#### MATERIAL TO PROCESS:

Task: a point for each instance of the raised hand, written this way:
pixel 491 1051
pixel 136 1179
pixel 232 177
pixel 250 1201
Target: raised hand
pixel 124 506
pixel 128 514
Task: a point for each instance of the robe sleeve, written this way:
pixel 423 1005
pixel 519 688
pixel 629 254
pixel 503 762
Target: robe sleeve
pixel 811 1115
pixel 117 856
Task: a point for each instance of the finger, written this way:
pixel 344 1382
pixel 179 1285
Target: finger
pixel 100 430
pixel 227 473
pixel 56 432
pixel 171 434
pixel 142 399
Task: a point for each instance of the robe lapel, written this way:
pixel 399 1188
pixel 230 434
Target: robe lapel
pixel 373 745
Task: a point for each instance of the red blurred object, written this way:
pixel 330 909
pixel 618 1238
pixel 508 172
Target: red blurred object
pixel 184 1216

#### STATED PROBLEM:
Render the data above as a JSON array of strings with one string per line. Leave out blank lines.

#### RESULT OF THIS EXERCISE:
[
  "Task: a point for each instance of the raised hand, written this way:",
  "pixel 491 1051",
  "pixel 136 1179",
  "pixel 232 177",
  "pixel 250 1201",
  "Target: raised hand",
  "pixel 124 506",
  "pixel 128 514",
  "Task: a point for each instance of the robe sleeve, written this way:",
  "pixel 423 1005",
  "pixel 519 688",
  "pixel 629 254",
  "pixel 503 762",
  "Target: robe sleeve",
  "pixel 811 1115",
  "pixel 117 856",
  "Task: a point for each instance of the finger, written this way:",
  "pixel 344 1382",
  "pixel 179 1285",
  "Target: finger",
  "pixel 100 430",
  "pixel 227 473",
  "pixel 56 432",
  "pixel 171 434",
  "pixel 142 399",
  "Task: a point for each instance of the robe lapel, written this way:",
  "pixel 399 1188",
  "pixel 230 434",
  "Target: robe lapel",
  "pixel 373 745",
  "Task: a point for each instance of the red blurred object, written this way:",
  "pixel 330 909",
  "pixel 618 1238",
  "pixel 508 172",
  "Target: red blurred object",
  "pixel 184 1216"
]